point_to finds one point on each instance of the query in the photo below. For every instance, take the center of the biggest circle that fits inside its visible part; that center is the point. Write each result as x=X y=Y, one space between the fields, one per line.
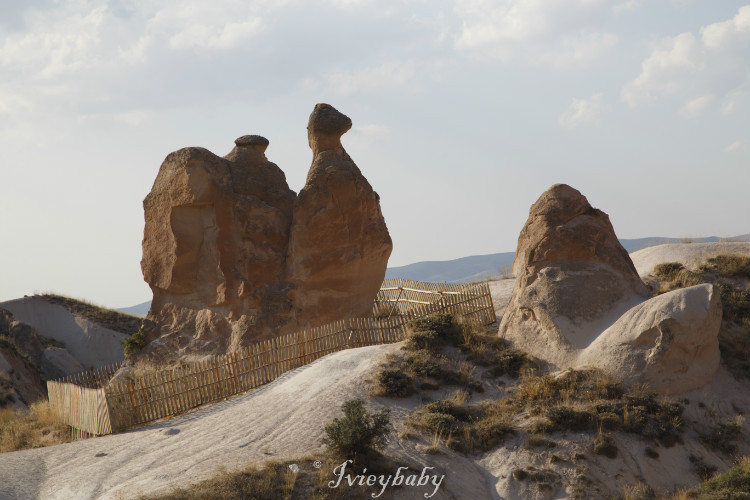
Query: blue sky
x=464 y=112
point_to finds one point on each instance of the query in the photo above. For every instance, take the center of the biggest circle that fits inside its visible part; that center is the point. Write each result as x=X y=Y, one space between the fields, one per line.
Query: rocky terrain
x=586 y=394
x=233 y=255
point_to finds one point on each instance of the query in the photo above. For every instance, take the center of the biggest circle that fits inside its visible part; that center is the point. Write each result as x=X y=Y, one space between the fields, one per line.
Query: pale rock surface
x=339 y=245
x=688 y=254
x=57 y=362
x=669 y=342
x=214 y=244
x=232 y=255
x=578 y=301
x=573 y=278
x=88 y=343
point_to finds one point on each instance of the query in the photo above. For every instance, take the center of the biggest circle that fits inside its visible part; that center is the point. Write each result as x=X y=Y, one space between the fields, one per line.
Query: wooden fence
x=89 y=403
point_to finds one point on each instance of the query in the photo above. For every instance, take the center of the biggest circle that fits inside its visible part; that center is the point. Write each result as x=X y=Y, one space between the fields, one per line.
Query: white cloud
x=738 y=145
x=389 y=75
x=582 y=111
x=692 y=67
x=697 y=106
x=501 y=29
x=579 y=49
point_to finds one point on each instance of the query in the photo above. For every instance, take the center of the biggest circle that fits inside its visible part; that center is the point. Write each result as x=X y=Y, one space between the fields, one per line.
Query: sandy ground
x=689 y=254
x=284 y=419
x=87 y=342
x=501 y=291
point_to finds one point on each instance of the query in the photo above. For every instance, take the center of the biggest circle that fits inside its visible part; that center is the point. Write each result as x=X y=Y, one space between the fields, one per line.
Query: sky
x=464 y=112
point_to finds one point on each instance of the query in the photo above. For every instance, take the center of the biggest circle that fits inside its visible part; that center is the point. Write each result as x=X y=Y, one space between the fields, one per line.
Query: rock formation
x=578 y=301
x=338 y=232
x=573 y=278
x=232 y=254
x=669 y=341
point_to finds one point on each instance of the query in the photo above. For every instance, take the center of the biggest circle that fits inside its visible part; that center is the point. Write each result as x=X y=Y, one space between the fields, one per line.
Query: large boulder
x=233 y=255
x=573 y=278
x=668 y=342
x=339 y=245
x=578 y=302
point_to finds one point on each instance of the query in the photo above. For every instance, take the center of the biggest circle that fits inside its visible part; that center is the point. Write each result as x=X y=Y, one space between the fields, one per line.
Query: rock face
x=232 y=254
x=215 y=242
x=338 y=231
x=573 y=278
x=578 y=301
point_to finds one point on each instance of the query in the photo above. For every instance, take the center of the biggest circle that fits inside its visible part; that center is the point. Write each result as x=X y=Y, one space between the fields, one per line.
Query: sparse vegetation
x=35 y=428
x=604 y=445
x=473 y=428
x=6 y=391
x=701 y=468
x=394 y=383
x=722 y=436
x=731 y=274
x=358 y=432
x=731 y=485
x=441 y=350
x=114 y=320
x=134 y=343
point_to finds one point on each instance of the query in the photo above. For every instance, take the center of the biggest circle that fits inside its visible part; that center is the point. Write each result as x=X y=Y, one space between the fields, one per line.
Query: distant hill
x=480 y=267
x=473 y=268
x=632 y=245
x=137 y=310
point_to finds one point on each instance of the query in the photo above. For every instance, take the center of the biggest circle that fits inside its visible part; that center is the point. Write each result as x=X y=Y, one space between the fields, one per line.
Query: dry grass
x=471 y=429
x=20 y=430
x=108 y=318
x=731 y=274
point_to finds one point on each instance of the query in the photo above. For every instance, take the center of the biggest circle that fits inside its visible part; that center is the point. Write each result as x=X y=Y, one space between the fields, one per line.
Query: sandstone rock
x=578 y=302
x=339 y=244
x=668 y=342
x=573 y=278
x=215 y=242
x=233 y=255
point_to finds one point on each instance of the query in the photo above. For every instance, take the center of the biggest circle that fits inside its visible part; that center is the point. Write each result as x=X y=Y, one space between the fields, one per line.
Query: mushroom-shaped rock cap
x=251 y=141
x=327 y=120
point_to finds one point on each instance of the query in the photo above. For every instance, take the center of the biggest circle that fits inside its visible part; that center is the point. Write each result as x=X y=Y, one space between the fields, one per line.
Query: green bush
x=722 y=437
x=134 y=343
x=564 y=418
x=668 y=270
x=605 y=446
x=440 y=423
x=394 y=383
x=431 y=333
x=732 y=485
x=509 y=362
x=358 y=432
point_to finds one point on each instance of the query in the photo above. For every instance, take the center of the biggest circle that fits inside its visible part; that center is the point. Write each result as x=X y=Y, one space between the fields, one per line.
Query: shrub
x=604 y=445
x=394 y=383
x=358 y=432
x=431 y=332
x=509 y=362
x=732 y=485
x=701 y=468
x=440 y=423
x=568 y=419
x=134 y=343
x=731 y=265
x=668 y=270
x=722 y=436
x=37 y=427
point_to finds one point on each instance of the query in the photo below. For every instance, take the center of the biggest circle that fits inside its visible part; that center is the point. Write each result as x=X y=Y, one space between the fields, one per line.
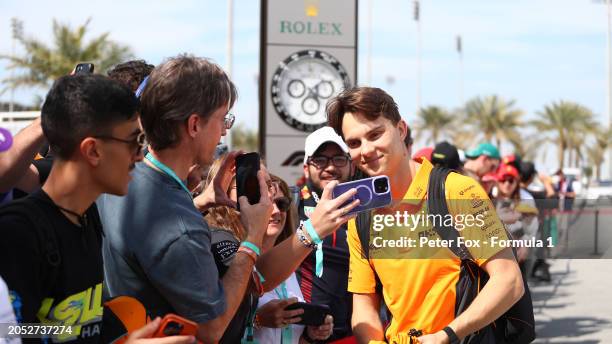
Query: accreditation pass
x=26 y=330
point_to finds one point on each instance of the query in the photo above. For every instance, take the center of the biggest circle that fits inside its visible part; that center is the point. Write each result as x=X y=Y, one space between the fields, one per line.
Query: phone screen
x=247 y=166
x=372 y=192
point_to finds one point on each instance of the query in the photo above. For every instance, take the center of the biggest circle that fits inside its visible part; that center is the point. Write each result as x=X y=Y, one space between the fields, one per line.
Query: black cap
x=446 y=155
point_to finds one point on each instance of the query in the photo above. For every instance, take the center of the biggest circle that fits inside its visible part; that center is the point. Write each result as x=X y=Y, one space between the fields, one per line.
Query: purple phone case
x=366 y=193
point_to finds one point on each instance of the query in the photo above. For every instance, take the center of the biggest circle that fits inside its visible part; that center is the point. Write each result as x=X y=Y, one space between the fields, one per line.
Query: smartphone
x=247 y=166
x=174 y=325
x=372 y=192
x=314 y=315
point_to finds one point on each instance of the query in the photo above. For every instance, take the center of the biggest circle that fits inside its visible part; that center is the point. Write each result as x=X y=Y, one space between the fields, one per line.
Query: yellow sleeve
x=361 y=276
x=475 y=217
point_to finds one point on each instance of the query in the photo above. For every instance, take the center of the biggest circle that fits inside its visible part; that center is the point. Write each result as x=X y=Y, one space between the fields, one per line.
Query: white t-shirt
x=6 y=312
x=265 y=335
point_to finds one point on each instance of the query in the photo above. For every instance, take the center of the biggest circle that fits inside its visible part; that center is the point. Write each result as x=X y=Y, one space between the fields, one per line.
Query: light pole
x=609 y=69
x=17 y=27
x=460 y=52
x=417 y=19
x=369 y=63
x=230 y=57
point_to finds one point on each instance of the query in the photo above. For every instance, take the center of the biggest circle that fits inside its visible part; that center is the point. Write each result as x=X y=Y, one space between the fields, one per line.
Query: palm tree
x=569 y=124
x=435 y=120
x=597 y=151
x=495 y=118
x=42 y=64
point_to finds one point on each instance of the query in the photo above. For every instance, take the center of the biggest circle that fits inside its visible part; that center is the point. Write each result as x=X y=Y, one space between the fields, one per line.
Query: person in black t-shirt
x=326 y=159
x=51 y=240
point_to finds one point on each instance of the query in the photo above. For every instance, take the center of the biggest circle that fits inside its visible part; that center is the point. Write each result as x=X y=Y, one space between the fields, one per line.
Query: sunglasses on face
x=283 y=203
x=321 y=161
x=229 y=120
x=137 y=144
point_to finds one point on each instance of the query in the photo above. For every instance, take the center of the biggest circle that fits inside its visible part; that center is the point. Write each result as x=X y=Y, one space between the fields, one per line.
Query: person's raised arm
x=255 y=219
x=15 y=162
x=283 y=259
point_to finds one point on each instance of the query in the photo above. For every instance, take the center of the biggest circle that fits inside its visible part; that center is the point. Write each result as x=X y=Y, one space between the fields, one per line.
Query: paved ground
x=576 y=307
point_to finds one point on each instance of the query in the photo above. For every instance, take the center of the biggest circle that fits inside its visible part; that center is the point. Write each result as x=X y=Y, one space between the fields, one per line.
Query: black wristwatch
x=452 y=336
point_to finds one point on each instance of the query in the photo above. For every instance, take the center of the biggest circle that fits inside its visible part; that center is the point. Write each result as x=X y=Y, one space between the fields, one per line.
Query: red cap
x=507 y=170
x=423 y=153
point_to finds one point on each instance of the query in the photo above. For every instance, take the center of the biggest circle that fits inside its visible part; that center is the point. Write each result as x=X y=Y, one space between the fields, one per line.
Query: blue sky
x=533 y=51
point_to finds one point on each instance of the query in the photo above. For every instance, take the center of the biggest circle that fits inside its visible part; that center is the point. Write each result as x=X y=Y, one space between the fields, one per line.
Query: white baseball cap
x=320 y=136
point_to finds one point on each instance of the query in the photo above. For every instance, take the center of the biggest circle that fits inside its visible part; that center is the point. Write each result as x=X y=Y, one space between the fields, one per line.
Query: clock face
x=302 y=85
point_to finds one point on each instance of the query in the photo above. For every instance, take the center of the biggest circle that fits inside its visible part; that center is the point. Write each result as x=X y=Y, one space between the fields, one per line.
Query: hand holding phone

::::::

Written instruction: Show each line of the entries above that contains the string "shirt".

Response:
Query: white t-shirt
Query: person in black t-shirt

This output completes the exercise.